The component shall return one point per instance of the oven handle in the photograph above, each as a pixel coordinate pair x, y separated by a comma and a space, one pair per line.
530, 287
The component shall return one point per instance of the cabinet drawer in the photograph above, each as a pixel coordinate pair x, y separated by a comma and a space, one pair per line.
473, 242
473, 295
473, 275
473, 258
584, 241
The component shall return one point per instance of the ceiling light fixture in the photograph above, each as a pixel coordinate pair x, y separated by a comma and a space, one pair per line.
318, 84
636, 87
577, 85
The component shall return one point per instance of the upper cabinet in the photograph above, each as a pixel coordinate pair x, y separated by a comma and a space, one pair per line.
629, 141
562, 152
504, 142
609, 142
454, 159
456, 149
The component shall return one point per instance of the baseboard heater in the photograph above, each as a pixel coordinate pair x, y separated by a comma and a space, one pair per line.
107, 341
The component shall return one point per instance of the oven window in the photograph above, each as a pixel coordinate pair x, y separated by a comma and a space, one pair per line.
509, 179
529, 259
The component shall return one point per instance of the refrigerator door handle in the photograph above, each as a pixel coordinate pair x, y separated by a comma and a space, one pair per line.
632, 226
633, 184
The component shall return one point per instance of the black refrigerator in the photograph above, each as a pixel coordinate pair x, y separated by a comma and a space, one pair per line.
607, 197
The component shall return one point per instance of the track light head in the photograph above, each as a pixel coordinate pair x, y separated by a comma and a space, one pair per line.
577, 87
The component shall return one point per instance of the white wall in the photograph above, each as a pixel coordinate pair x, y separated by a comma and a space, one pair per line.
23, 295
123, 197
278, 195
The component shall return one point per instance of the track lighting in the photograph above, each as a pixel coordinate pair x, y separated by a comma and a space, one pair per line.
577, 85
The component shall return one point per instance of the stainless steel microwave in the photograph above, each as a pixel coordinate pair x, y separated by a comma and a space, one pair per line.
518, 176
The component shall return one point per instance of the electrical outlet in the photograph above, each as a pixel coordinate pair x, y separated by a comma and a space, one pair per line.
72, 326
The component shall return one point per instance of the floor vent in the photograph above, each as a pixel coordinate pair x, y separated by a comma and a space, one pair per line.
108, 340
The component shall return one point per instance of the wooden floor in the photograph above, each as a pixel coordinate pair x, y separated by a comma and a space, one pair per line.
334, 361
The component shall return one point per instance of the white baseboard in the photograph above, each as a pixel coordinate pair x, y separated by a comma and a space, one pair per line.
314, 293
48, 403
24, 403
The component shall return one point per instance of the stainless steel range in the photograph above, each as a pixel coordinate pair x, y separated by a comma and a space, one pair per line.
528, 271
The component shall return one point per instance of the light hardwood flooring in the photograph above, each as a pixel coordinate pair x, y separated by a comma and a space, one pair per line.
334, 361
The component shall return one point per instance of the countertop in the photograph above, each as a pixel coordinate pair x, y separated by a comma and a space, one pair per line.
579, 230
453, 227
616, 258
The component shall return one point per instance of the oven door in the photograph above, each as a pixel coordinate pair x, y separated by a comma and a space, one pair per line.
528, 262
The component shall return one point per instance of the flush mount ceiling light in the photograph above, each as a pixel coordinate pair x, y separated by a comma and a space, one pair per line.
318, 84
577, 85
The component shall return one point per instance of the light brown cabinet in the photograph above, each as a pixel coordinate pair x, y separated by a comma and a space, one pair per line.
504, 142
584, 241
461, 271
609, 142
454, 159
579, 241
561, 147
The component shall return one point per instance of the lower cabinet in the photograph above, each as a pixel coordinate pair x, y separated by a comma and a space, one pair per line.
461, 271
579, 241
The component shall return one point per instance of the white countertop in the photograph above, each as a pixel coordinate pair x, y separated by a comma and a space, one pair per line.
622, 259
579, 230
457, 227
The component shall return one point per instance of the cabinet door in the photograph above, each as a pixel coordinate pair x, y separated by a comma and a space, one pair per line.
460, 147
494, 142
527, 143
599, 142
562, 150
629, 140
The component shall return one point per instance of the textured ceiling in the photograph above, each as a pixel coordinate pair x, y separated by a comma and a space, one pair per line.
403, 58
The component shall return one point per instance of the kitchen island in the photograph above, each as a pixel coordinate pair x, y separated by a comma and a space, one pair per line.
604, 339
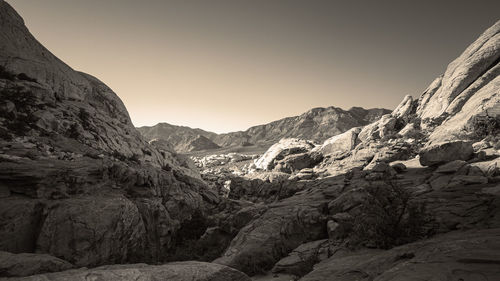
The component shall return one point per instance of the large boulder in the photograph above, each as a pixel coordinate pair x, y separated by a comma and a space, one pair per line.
280, 150
404, 108
340, 143
264, 241
468, 88
176, 271
25, 264
20, 219
445, 152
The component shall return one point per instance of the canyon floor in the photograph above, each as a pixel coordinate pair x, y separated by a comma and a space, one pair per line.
407, 194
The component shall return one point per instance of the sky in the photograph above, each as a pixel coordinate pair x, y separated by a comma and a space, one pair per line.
226, 65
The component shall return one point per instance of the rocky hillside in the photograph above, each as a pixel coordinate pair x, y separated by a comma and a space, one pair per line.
79, 186
414, 195
316, 124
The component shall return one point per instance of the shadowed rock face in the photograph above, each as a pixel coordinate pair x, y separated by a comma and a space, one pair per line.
179, 271
78, 181
316, 124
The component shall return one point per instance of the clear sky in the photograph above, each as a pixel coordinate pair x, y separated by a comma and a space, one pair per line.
225, 65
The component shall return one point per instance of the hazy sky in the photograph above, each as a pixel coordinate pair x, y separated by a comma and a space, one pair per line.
227, 65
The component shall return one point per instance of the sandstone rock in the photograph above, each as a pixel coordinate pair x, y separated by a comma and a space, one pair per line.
451, 167
19, 221
92, 231
409, 130
280, 150
454, 256
18, 265
404, 108
317, 124
301, 260
399, 167
377, 130
176, 271
445, 152
340, 143
264, 241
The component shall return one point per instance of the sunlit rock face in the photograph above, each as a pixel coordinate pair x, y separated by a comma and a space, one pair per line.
77, 180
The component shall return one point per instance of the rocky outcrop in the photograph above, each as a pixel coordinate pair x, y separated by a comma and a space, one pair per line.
78, 181
18, 265
340, 143
469, 87
201, 143
317, 124
446, 152
470, 255
279, 151
179, 271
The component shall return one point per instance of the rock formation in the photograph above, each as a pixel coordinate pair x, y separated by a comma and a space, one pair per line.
78, 181
412, 195
316, 124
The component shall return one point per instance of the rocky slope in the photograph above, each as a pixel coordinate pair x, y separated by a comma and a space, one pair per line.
79, 186
431, 167
414, 195
316, 124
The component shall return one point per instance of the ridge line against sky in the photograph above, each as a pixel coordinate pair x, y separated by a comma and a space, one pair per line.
227, 65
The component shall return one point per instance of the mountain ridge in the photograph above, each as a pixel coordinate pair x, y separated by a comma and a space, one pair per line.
317, 124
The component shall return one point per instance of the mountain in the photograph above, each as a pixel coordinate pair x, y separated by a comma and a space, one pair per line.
77, 180
316, 124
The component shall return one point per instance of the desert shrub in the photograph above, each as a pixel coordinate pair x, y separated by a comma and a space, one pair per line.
389, 218
484, 126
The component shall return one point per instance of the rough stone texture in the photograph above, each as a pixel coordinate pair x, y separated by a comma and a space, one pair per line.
19, 222
445, 152
177, 271
340, 143
280, 150
469, 87
404, 108
78, 180
301, 260
471, 255
92, 231
18, 265
264, 241
317, 124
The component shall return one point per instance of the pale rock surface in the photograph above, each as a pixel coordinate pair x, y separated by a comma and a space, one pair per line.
340, 143
282, 149
445, 152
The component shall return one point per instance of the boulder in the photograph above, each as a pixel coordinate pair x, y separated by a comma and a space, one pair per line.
451, 167
445, 152
176, 271
20, 219
90, 231
459, 255
301, 260
280, 150
404, 108
25, 264
340, 143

+ + + + + + +

◆ Activity ◆
When you copy the entries above, keep every word exactly and omit the images.

◆ Exercise answer ◆
The component shall return one point per instance of the oven handle in the photograph above, each as a pixel coordinate pair x, y separated by a comma and a space, one pair per line.
530, 287
The component shall return one point per instance of the cabinet drawer in the photograph above, each as a pixel coordinate pair x, y separated by a comma and a space, one pair per line.
473, 242
473, 295
473, 275
473, 258
584, 241
The component shall return one point per instance of the ceiling light fixture in the photograph above, each as a pixel coordinate pair x, y separated by a comma and a space, one pair per line.
318, 84
636, 87
577, 85
The component shall return one point per instance of the upper cabinet in the photograph above, each as a pixel coordinate pair x, y separated by a comma and a space, one pair per line.
629, 141
562, 152
504, 142
609, 142
454, 159
456, 149
The component shall return one point per instance of the baseboard heater in the photograph above, each as a pixel coordinate pair x, y separated by a comma and a space, one pair per line.
107, 341
The component shall return one point per instance of the oven window in the photograph above, each as a pixel coordinate pair x, y separated by a comma and a space, one pair per line.
509, 179
529, 259
The component shall return one point per instance of the refrigerator door handle in the photograph above, each as a pixel coordinate pair x, y separated by a comma and a space, one pair per line.
632, 226
633, 184
The component shall return one point per instance of the black refrigerator in the photograph above, each as a pixel coordinate pair x, y separated by a comma and a space, one pair per line.
607, 197
The component shall return one point per instance of the track light head in the photograph above, each as a pixel coordinate pair x, y separated by a comma and a space, one pair per line.
577, 87
The component shall return one point per instance of the white wall in the photograph above, each as a pixel coordinate pair x, y separated by a comma and a space, one pair per line.
23, 295
123, 197
278, 195
The component shall return one point per instance of the track lighting in the photograph above, each as a pixel coordinate pair x, y separated by a comma and a space, one pair per line.
577, 85
The component shall return one point per instance of the stainless steel microwave in the photograph above, each as a pixel coordinate pair x, y separated by a comma and a space, one pair per line.
518, 176
The component shall return one point per instance of the electrical outlet in the photograph above, each as a pixel coordinate pair x, y separated by a comma and a space, one pair per line.
72, 326
The component shall return one point per instance of the floor vent in the photograph above, each as a pixel coordinate pair x, y separated by a comma and a space, one pair per line.
108, 340
The component shall return one point per instance of the wooden floor in the photograph above, each as a pixel coordinate pair x, y separated by a comma and a space, one pair per line.
334, 361
The component shall return one point per instance of the white baseboard in the photograph above, each as a pixel coordinate pair x, y separated by a comma and a space, one pair per line.
314, 293
48, 403
24, 403
The component shall return one point per instance of the stainless steel range in the photograph above, each as a pixel coordinate pair x, y separated by a comma and a space, one pair per line.
528, 271
The component shall return one point per instance of the light hardwood flooring in the photograph above, each as a pixel coordinate pair x, y separated by a comma and a space, one pair per line.
334, 361
The component shall return one point per instance of the countertop in the photograph above, each as a pixel coordinate pair x, y separated by a comma and a space, one pair per line.
579, 230
453, 227
616, 258
The component shall return one point per instance of the oven door in the photograph above, each as a pixel coordinate pair x, y separated by a comma and a space, one pair per line.
528, 262
The component shall return one point per instance of the flush mount ceiling light in the photograph above, each as a pixel coordinate pair x, y separated by a comma and a space, one pair per line.
318, 84
577, 85
The component shall return one point per instance of the light brown cabinet in the photograph above, each as a pixel coordinate pair x, y separated by a comma and a space, one pair per line.
504, 142
584, 241
461, 271
609, 142
454, 159
579, 241
561, 147
The component shall return one point per instance of the lower cabinet in the photograph above, each as a pixel coordinate pair x, y separated by a comma and a space, one pair per line.
461, 271
579, 241
The component shall return one point per instance of the white countertop in the photograph above, each as a pixel coordinate pair x, y separated by a comma and a space, one pair per line.
622, 259
579, 230
457, 227
The component shall return one point per instance of the cabinet door in the photograph above, each as a pixel coordinate pair x, y separated by a comma and a space, one pair per line.
460, 147
494, 142
527, 143
599, 142
562, 150
629, 140
The component shall return one point per instance of the textured ceiling in the photograph above, each as a pixel coordinate pair x, y separated by a comma and a space, one pair per line.
403, 58
The component shall return one point per instance of the kitchen island in the photograph above, each as a pixel coordinate pair x, y separated by a comma and a space, one pair per line.
604, 339
The component shall return one point per instance of the large boulder in the photograph above, each as a pixel coordinate pair x, y separated by a comma and a space, one pair per line.
280, 150
404, 108
340, 143
264, 241
468, 88
176, 271
25, 264
20, 219
445, 152
The component shall return one point per instance of the canyon floor in the photograph above, each as a pixel coordinate pair x, y separated by a comma and a space, one pair per line.
407, 194
The component shall return one point per instance of the sky in the photograph above, each as a pixel coordinate pair x, y separated by a comma and a space, one pair per line.
226, 65
The component shall return one point per instance of the rocky hillside in the photograph above, each as a pixel coordinate pair x, y separated by a comma and a space, one pair per line.
79, 186
414, 195
316, 124
The component shall return one point per instance of the shadowed rock face in the photograph above, each as a pixel coordinate pair x, y separated by a comma and a space, one pair per line.
179, 271
78, 181
316, 124
The component shall return one point per instance of the clear sky in the photograph above, each as a pixel coordinate pair x, y separated by a comma and a space, one pair per line.
225, 65
The component shall return one point per instance of the hazy sky in the photograph above, each as a pixel coordinate pair x, y separated by a comma and a space, one pair per line.
227, 65
The component shall return one point per instance of the sandstone rock in the photograph above, each as a pixel coordinate pair x, y separated by a comma and a space, one pair per line.
451, 167
19, 221
92, 231
409, 130
280, 150
454, 256
18, 265
404, 108
317, 124
301, 260
399, 167
377, 130
176, 271
445, 152
340, 143
264, 241
The component shall return one point per instance of the sunlit rock face in the photograph above, each as a pixel coordinate pair x, y separated by a comma and a space, one pair per line.
77, 180
The component shall return one point per instance of the rocky outcrop in the photograph above, each as a pixel coordinate pair x, y separated by a comma and a space, one pair per line.
78, 181
18, 265
340, 143
469, 87
201, 143
317, 124
446, 152
470, 255
279, 151
179, 271
The component shall return one point per instance of the rock formation in the photograph above, each as a pixel coordinate pair x, y separated by a comma and a space, one pair per line.
78, 181
412, 195
316, 124
The component shall return one point per instance of the rocky slope in the photograph above, each as a pixel coordinate pair x, y separated by a comma and a space, one pair per line.
79, 186
431, 167
414, 195
316, 124
The component shall return one point per instance of the ridge line against sky in the photograph above, each as a pixel coordinate pair x, y separated by a comma and a space, one pair per line.
227, 65
The component shall return one point per instance of the mountain ridge in the photograph above, each as a pixel coordinate pair x, y separated by a comma and a space, one pair per line.
317, 124
The component shall return one point per instance of the mountain in the photograph above, each as a pixel coordinate pair x, y separated by a comma and a space, one pair per line.
77, 180
316, 124
The component shall return one point per instance of the desert shrub in the photograph above, each as a pixel coordinate pair x, y separated by a comma and a space, one pair per line.
389, 218
484, 126
The component shall return one point per instance of the rough stone texture in the photograph above, each as a pixel coordinate pair x, y separated by a comma and a space, one pair per line.
19, 222
445, 152
177, 271
340, 143
280, 150
469, 87
404, 108
78, 180
301, 260
471, 255
92, 231
18, 265
264, 241
317, 124
The component shall return one point per instance of the pale rock surface in the photograph above, each as a pixel coordinate pair x, y separated by a comma and a space, one pair per line.
340, 143
282, 149
445, 152
The component shall return one point per instance of the boulder in the photograph above, each as a pixel coordinate pair x, y separated by a comma and a space, one pair per line.
451, 167
445, 152
176, 271
20, 219
90, 231
459, 255
301, 260
280, 150
404, 108
25, 264
340, 143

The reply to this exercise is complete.